_Exercise task_
Lay out every line of the listing below as a JSON list of strings, one string per line and no blank lines. Omit the pictures.

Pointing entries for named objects
● ● ● ● ●

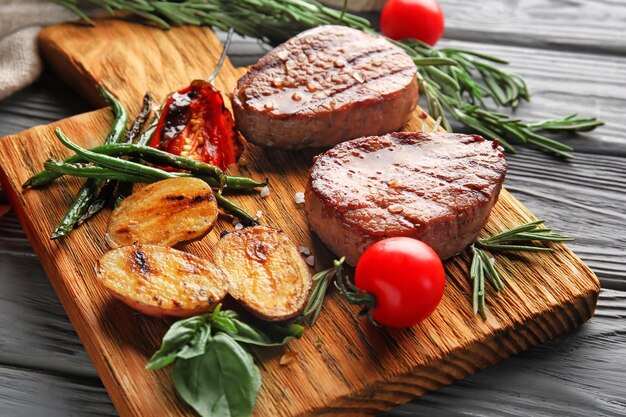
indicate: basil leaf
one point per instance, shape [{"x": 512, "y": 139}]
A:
[
  {"x": 224, "y": 323},
  {"x": 257, "y": 332},
  {"x": 197, "y": 345},
  {"x": 224, "y": 381},
  {"x": 181, "y": 338}
]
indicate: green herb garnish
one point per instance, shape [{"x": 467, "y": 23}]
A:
[
  {"x": 213, "y": 371},
  {"x": 510, "y": 240},
  {"x": 455, "y": 82}
]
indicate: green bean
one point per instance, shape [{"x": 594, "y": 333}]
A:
[
  {"x": 76, "y": 210},
  {"x": 87, "y": 194},
  {"x": 93, "y": 172},
  {"x": 111, "y": 162},
  {"x": 115, "y": 135},
  {"x": 232, "y": 208},
  {"x": 242, "y": 183},
  {"x": 133, "y": 135},
  {"x": 96, "y": 172},
  {"x": 106, "y": 156},
  {"x": 100, "y": 172}
]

● ● ● ● ●

_The completed task_
[
  "indicate: basil leaf",
  "one point per instance, shape [{\"x\": 512, \"y\": 139}]",
  "A:",
  "[",
  "  {\"x\": 224, \"y\": 323},",
  "  {\"x\": 257, \"y\": 332},",
  "  {\"x\": 197, \"y\": 345},",
  "  {\"x\": 224, \"y\": 381},",
  "  {\"x\": 181, \"y\": 338}",
  "]",
  "indicate: green herb garnish",
  "one point per instance, shape [{\"x\": 467, \"y\": 23}]",
  "A:",
  "[",
  "  {\"x\": 213, \"y\": 371},",
  "  {\"x\": 510, \"y\": 240},",
  "  {\"x\": 455, \"y\": 82}",
  "]",
  "indicate: green bean",
  "one point per instance, shape [{\"x\": 594, \"y\": 333}]",
  "A:",
  "[",
  "  {\"x\": 76, \"y\": 210},",
  "  {\"x\": 87, \"y\": 194},",
  "  {\"x\": 93, \"y\": 172},",
  "  {\"x\": 111, \"y\": 162},",
  "  {\"x\": 115, \"y\": 135},",
  "  {\"x\": 232, \"y\": 208},",
  "  {\"x\": 242, \"y\": 183},",
  "  {\"x\": 133, \"y\": 135},",
  "  {\"x\": 96, \"y\": 172},",
  "  {\"x\": 106, \"y\": 156},",
  "  {\"x\": 100, \"y\": 172}",
  "]"
]